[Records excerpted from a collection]

┌──

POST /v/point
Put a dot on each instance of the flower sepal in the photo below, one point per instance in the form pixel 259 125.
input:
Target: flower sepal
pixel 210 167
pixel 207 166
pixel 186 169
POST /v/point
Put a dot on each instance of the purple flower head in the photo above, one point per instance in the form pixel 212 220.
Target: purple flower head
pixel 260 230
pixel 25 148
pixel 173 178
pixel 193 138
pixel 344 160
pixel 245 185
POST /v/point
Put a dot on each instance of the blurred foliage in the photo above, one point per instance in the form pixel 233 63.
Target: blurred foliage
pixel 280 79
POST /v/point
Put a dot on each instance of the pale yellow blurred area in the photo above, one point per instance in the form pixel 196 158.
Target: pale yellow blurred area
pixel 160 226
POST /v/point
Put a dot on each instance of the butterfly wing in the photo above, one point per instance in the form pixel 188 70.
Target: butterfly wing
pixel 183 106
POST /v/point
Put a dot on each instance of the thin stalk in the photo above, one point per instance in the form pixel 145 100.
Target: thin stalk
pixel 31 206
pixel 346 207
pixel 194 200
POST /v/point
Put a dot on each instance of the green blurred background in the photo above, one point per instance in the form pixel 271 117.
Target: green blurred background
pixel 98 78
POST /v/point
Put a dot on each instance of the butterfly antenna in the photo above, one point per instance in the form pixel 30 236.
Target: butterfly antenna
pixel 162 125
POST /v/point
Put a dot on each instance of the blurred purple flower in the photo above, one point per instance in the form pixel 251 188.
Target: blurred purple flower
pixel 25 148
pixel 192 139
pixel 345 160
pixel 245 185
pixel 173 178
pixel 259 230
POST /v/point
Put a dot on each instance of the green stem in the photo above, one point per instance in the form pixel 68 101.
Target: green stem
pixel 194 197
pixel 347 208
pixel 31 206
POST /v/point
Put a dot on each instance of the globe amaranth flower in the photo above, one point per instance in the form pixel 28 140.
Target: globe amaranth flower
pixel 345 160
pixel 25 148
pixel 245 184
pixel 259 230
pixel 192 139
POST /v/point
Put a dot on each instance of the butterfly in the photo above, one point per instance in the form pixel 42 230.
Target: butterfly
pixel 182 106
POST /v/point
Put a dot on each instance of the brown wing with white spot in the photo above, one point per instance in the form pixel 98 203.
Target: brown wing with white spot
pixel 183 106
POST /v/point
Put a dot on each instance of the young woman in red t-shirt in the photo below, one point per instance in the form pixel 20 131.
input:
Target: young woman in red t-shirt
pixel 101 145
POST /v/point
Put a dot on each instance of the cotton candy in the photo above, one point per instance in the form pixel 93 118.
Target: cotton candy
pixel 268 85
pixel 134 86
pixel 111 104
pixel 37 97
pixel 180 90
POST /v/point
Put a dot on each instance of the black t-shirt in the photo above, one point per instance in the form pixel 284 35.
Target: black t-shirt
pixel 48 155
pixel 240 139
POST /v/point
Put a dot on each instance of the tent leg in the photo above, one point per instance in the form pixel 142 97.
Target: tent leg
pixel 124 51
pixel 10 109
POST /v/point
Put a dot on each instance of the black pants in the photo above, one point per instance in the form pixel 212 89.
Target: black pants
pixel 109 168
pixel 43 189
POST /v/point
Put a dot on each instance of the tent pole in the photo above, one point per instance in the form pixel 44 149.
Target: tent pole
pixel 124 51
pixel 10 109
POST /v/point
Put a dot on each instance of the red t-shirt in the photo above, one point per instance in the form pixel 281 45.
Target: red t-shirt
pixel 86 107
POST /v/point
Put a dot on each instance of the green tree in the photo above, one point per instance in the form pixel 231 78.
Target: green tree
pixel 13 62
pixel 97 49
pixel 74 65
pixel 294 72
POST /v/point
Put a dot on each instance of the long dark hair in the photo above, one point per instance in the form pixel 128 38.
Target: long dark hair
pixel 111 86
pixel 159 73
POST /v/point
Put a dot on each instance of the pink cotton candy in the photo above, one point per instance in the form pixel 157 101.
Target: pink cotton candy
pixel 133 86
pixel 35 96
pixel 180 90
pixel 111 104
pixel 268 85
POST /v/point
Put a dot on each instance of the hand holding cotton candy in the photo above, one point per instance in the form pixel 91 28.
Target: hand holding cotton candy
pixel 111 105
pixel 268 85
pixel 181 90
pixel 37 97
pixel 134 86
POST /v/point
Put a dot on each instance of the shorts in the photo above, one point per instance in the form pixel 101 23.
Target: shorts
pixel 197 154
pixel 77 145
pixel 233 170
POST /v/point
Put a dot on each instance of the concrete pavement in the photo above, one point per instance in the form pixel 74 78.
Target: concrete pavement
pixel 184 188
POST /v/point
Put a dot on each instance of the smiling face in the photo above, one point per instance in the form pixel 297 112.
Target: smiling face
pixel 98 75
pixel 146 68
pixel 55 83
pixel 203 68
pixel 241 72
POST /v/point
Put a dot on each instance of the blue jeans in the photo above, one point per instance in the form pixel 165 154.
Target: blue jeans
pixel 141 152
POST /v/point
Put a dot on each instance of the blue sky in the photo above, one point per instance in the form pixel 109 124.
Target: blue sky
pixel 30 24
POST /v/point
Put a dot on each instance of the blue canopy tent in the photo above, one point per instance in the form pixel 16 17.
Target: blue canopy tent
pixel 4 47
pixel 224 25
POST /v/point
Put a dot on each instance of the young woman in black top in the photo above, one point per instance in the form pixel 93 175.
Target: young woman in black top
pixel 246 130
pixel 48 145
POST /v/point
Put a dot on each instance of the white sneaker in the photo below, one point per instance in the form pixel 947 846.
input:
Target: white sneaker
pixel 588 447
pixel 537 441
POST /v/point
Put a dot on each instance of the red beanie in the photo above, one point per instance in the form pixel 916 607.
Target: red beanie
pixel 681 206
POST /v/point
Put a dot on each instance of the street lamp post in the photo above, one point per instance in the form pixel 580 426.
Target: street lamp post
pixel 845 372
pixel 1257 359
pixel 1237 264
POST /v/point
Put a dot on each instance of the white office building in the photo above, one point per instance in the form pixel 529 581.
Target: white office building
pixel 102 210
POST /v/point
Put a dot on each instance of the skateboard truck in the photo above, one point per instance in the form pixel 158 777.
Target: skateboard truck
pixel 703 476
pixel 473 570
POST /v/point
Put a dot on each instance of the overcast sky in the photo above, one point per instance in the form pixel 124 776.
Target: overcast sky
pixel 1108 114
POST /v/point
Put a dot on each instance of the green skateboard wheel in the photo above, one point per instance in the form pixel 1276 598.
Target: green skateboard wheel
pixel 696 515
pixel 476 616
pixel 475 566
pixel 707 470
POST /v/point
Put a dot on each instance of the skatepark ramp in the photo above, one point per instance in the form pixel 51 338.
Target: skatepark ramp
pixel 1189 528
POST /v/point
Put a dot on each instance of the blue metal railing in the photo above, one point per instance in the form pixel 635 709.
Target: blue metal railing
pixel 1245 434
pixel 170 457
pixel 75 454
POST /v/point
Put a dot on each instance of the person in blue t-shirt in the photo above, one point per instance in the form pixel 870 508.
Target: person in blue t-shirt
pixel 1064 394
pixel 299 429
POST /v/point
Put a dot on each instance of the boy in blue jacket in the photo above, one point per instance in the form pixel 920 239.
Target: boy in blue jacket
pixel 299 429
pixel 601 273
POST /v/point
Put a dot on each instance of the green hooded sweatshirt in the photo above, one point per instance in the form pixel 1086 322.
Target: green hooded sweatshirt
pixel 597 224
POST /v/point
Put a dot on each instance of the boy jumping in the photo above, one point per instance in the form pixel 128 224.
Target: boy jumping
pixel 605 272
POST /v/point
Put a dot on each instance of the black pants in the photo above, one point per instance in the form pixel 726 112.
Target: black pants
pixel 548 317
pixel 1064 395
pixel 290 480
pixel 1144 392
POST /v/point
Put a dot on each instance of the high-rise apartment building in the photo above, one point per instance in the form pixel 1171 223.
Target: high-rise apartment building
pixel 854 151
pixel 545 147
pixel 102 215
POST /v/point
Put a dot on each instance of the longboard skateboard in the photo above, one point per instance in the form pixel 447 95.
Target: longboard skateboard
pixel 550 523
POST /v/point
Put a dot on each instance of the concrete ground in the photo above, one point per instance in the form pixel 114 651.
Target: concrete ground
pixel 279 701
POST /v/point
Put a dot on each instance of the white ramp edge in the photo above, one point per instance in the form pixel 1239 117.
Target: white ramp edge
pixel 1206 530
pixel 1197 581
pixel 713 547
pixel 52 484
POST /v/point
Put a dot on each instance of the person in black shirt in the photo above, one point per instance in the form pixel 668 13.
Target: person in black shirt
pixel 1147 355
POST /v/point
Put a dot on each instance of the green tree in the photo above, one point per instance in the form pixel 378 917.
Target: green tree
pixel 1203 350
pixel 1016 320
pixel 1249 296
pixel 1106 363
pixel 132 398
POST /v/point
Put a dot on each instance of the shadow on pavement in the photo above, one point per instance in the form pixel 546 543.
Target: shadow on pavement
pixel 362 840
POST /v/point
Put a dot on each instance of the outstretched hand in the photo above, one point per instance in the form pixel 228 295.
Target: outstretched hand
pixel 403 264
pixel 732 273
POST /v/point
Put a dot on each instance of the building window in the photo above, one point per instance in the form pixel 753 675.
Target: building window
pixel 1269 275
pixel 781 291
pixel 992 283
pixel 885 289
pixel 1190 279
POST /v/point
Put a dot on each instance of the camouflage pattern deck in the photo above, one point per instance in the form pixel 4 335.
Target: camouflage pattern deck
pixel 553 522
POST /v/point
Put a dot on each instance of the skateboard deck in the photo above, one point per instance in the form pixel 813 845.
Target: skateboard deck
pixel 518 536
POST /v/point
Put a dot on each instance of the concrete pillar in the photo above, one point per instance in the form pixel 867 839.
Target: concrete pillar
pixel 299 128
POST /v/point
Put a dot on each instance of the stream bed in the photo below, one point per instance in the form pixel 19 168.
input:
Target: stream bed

└──

→ To be done: Extract each line of the listing above that contains the word "stream".

→ The output:
Put a dot on each instance of the stream bed in the photo below, one point per instance in the form pixel 19 168.
Target: stream bed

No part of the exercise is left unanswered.